▶ [Source records]
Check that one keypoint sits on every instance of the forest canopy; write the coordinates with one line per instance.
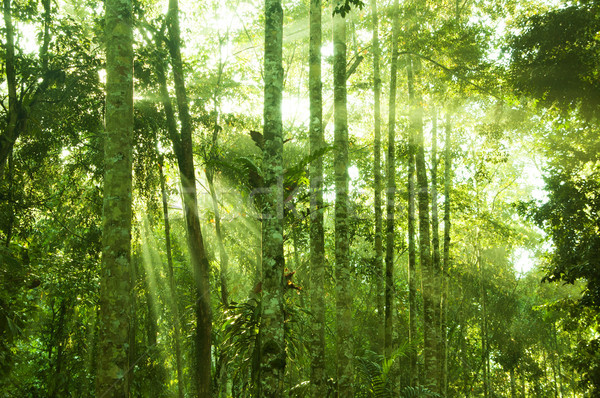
(300, 198)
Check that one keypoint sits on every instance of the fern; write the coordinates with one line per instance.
(418, 392)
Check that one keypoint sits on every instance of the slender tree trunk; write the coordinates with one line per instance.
(115, 284)
(412, 253)
(446, 260)
(437, 262)
(430, 327)
(484, 336)
(272, 344)
(199, 259)
(11, 130)
(344, 346)
(513, 384)
(317, 234)
(391, 187)
(377, 178)
(558, 356)
(172, 289)
(223, 257)
(155, 384)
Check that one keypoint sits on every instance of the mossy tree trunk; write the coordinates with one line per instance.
(171, 277)
(391, 187)
(317, 234)
(446, 256)
(412, 253)
(430, 329)
(344, 346)
(379, 272)
(198, 256)
(115, 283)
(272, 343)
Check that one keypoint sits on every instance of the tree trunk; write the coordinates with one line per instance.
(379, 278)
(272, 344)
(223, 257)
(437, 263)
(115, 284)
(446, 260)
(12, 130)
(172, 289)
(391, 187)
(412, 254)
(198, 257)
(430, 325)
(344, 346)
(317, 234)
(484, 338)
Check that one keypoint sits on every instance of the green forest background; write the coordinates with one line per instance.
(379, 199)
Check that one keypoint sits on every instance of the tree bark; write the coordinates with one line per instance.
(317, 233)
(391, 187)
(12, 130)
(115, 284)
(379, 270)
(446, 259)
(272, 343)
(412, 254)
(198, 256)
(223, 257)
(344, 346)
(430, 324)
(172, 289)
(435, 241)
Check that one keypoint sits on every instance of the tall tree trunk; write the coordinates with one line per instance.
(272, 344)
(391, 187)
(412, 253)
(345, 371)
(223, 257)
(317, 234)
(198, 257)
(484, 334)
(155, 384)
(172, 289)
(437, 262)
(430, 325)
(377, 178)
(12, 130)
(115, 284)
(446, 260)
(513, 384)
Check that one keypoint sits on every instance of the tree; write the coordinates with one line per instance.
(115, 286)
(317, 235)
(391, 186)
(199, 259)
(377, 172)
(344, 345)
(272, 344)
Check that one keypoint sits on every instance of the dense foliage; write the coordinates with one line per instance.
(494, 123)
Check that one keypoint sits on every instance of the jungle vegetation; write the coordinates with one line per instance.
(300, 198)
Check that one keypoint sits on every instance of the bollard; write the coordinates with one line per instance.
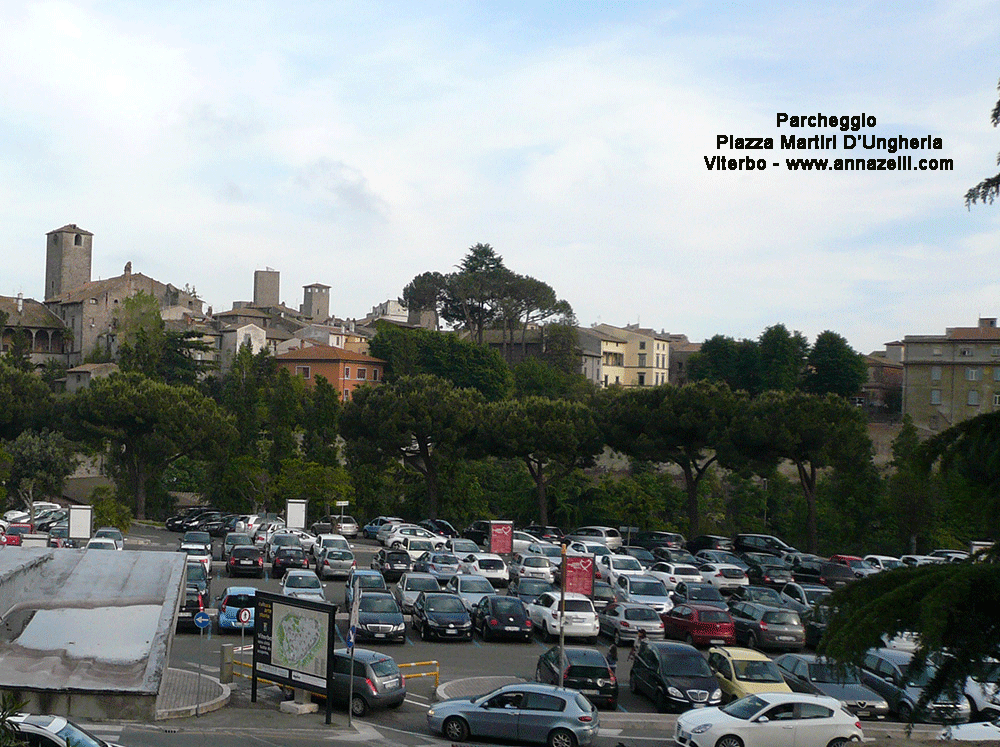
(226, 663)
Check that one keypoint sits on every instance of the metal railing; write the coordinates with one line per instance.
(436, 673)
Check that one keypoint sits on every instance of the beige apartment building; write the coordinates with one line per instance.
(951, 377)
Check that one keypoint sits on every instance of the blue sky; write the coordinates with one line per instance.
(360, 144)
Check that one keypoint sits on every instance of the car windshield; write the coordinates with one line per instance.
(744, 708)
(757, 671)
(377, 604)
(303, 581)
(422, 584)
(648, 588)
(686, 665)
(445, 604)
(475, 586)
(833, 674)
(646, 614)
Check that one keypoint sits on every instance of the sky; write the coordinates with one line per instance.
(359, 144)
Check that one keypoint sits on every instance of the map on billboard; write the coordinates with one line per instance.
(299, 639)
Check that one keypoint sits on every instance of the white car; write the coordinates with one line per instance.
(883, 562)
(613, 566)
(770, 720)
(323, 541)
(672, 574)
(487, 565)
(724, 576)
(580, 619)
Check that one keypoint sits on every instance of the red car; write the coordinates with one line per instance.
(699, 625)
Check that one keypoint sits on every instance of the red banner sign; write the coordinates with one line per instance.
(502, 537)
(578, 575)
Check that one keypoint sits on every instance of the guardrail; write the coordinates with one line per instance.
(436, 674)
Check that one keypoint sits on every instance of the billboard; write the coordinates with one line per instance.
(294, 645)
(578, 575)
(501, 537)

▶ [WRITTEN INSTRUCTION]
Rewrite the source records with "keypoint" switched to "marker" wherever it appears, leaving everything else unchanged. Leave the pictures out of your answer.

▶ [SOLVED PROBLEM]
Check that one marker sits on every instance of the forest canopy; write the coordinates with one line per instance.
(300, 198)
Check that one marker sits on every instance of the fern; write the coordinates with one line per instance.
(418, 392)
Check that one marker sits on every instance of the slender tree trunk; write the coordinates with one line per instance.
(115, 284)
(412, 253)
(446, 260)
(437, 262)
(430, 327)
(484, 336)
(272, 344)
(199, 259)
(11, 130)
(344, 346)
(513, 384)
(317, 234)
(391, 187)
(377, 178)
(558, 356)
(172, 289)
(223, 257)
(155, 384)
Check that one marker sits on every instance of the mossy tree trunk; write the coordinates with one line per instance.
(171, 277)
(391, 187)
(317, 234)
(446, 256)
(412, 253)
(430, 329)
(344, 346)
(379, 272)
(198, 256)
(115, 283)
(272, 343)
Check that one marker sits on every instance of the tree trunk; write the coordinates with one line per instance.
(379, 278)
(272, 344)
(223, 257)
(437, 263)
(115, 284)
(446, 260)
(12, 130)
(172, 289)
(391, 187)
(412, 254)
(198, 257)
(430, 325)
(344, 346)
(317, 234)
(484, 338)
Check that one marker sits on every instance of the green forest background; write the coordinates with one line per instance.
(379, 199)
Check that one marker sits on every instance of the tree bark; write the coordinates with one line per instance.
(317, 233)
(391, 187)
(12, 130)
(115, 284)
(379, 270)
(446, 259)
(272, 343)
(412, 254)
(198, 256)
(223, 257)
(344, 346)
(430, 324)
(172, 289)
(435, 241)
Check that one marker sits on every instance of the tall tree trunk; write the coordinates with one line per instance.
(272, 344)
(391, 187)
(412, 253)
(345, 371)
(223, 257)
(317, 234)
(198, 257)
(484, 334)
(155, 384)
(172, 289)
(437, 262)
(430, 325)
(377, 178)
(12, 130)
(115, 284)
(446, 260)
(513, 384)
Check that one marker sits on every instance of the tree; write the coordinates with one line per instance.
(115, 286)
(317, 235)
(391, 186)
(199, 259)
(377, 172)
(344, 345)
(272, 344)
Check that one marker sits on every instance of the dense foliage; write the coordinates with one line per instance.
(494, 123)
Check that one marker sits on every instance of the jungle vegetation; write the coordinates with one line per instance.
(300, 198)
Check that one marker sits on every instance of the bollard; write the coordinates with one line per instance.
(226, 663)
Check that one marker sits on every instance of the metal railing; write the coordinates with one line per instance.
(436, 673)
Check that one marker sits on every instance of the beige apartment building; write the coordinates with one line per instance.
(951, 377)
Check that one marker sits on every instance of the blue sky; write the coordinates with one line per instance.
(360, 144)
Check that one marker sits on every instance of the car windshield; write the coordinates with one line per instance.
(744, 708)
(757, 671)
(377, 604)
(303, 581)
(422, 584)
(648, 588)
(686, 665)
(445, 604)
(475, 586)
(833, 674)
(646, 614)
Check that one marker sits on every instance of the sky; write the coordinates with one line per instance.
(359, 144)
Check that one marker sits on every instance of the map on billboard; write the coordinates with one line per instance.
(299, 639)
Check that one marker sits on every instance of the white car; write the coordinates with one line per instance.
(883, 562)
(613, 566)
(770, 720)
(323, 541)
(672, 574)
(487, 565)
(724, 576)
(580, 619)
Check that one marker sits on every instance of the red car; write the coordinates with one line per instance.
(699, 625)
Check that one marker sits on every instance of the red banner sign; write the coordinates with one line per instance.
(502, 537)
(578, 575)
Check that one marker sits on every instance of the guardrail; write the coordinates with one line per instance.
(436, 674)
Check that one marker sits on every instance of the billboard; write the coordinates with one line per instance.
(294, 645)
(578, 575)
(501, 537)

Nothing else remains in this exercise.